* START Data entries *

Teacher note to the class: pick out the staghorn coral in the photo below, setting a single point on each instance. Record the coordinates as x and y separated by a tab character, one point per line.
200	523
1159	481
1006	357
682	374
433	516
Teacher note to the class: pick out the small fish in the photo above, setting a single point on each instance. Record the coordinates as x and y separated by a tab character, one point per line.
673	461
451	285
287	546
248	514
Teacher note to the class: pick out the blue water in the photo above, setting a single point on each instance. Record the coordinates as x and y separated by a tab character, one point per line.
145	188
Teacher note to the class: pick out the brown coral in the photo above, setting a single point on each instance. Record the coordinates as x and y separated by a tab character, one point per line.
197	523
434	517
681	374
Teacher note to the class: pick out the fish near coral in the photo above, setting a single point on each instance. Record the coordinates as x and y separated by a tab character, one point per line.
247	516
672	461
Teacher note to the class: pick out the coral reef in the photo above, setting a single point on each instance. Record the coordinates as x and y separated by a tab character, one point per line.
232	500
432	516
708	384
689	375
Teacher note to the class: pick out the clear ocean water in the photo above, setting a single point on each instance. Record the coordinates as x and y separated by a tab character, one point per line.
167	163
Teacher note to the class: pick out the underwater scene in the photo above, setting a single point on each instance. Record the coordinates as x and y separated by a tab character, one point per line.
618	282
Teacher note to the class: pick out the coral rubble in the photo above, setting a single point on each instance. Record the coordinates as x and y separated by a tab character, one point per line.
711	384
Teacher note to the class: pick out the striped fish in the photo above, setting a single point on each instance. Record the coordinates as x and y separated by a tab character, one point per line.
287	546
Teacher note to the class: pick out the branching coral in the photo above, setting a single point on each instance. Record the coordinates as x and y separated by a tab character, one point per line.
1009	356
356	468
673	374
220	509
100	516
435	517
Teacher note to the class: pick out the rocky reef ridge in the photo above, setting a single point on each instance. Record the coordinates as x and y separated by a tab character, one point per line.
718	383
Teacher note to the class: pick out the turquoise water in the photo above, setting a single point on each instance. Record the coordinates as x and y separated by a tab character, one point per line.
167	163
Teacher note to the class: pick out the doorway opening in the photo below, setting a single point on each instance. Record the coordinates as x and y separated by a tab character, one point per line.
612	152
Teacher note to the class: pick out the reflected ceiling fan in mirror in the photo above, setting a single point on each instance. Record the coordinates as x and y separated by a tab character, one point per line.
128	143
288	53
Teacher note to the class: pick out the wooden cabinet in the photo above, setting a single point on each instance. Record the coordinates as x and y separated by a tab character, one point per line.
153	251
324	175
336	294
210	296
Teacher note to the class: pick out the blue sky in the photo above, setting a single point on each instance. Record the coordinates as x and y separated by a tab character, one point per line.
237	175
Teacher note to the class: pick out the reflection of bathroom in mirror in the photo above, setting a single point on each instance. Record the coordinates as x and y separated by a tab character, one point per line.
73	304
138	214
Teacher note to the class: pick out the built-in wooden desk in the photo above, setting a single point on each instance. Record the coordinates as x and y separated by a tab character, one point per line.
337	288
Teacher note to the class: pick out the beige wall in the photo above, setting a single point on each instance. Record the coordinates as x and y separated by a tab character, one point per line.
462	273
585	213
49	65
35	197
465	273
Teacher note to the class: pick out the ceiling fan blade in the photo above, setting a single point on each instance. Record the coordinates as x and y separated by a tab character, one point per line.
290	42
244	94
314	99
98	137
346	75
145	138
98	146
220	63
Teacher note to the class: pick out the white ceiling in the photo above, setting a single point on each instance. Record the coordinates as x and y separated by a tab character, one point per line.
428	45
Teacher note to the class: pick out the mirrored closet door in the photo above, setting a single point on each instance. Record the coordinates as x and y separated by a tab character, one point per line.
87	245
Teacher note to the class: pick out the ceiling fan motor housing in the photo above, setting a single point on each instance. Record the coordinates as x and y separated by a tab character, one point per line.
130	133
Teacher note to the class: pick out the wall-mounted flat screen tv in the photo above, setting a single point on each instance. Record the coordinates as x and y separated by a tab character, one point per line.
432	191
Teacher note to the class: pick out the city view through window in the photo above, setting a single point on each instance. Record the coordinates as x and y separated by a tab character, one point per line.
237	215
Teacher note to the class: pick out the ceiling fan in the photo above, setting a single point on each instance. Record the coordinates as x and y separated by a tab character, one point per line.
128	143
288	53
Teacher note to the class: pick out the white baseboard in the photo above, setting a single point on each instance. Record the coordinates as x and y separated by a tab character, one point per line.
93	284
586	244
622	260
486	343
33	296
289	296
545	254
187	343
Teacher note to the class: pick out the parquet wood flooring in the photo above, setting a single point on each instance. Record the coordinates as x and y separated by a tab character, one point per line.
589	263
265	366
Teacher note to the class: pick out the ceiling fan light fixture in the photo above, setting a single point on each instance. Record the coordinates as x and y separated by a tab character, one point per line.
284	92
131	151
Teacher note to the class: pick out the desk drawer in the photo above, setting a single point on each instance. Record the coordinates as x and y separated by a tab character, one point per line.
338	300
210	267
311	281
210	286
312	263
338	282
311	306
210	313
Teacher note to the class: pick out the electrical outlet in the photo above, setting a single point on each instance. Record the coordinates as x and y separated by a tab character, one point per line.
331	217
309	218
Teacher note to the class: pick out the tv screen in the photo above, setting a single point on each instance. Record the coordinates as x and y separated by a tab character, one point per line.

* END Data entries *

__Aim of the exercise__.
Copy the records from the line that contains "Teacher note to the class: pick out the desk" through the end, but swap "electrical outlet" for "power outlet" and leave everything else untouched.

__Task solution__.
Teacher note to the class: pick out the desk drawer in the photo above, setting a single point on each instance. Record the coordinates as x and y separated by a tab character, one point per line.
338	300
210	267
311	281
210	286
312	263
338	282
311	306
210	313
Teacher note to the class: pick out the power outlet in the photo above, setting a single point on each instance. Record the coordinates as x and y separated by a tab character, one point per line.
331	217
309	218
Teacher note to the class: pick out the tv screen in the photo above, setting a single point on each instance. Record the coordinates as x and y separated by a tab character, one point per line.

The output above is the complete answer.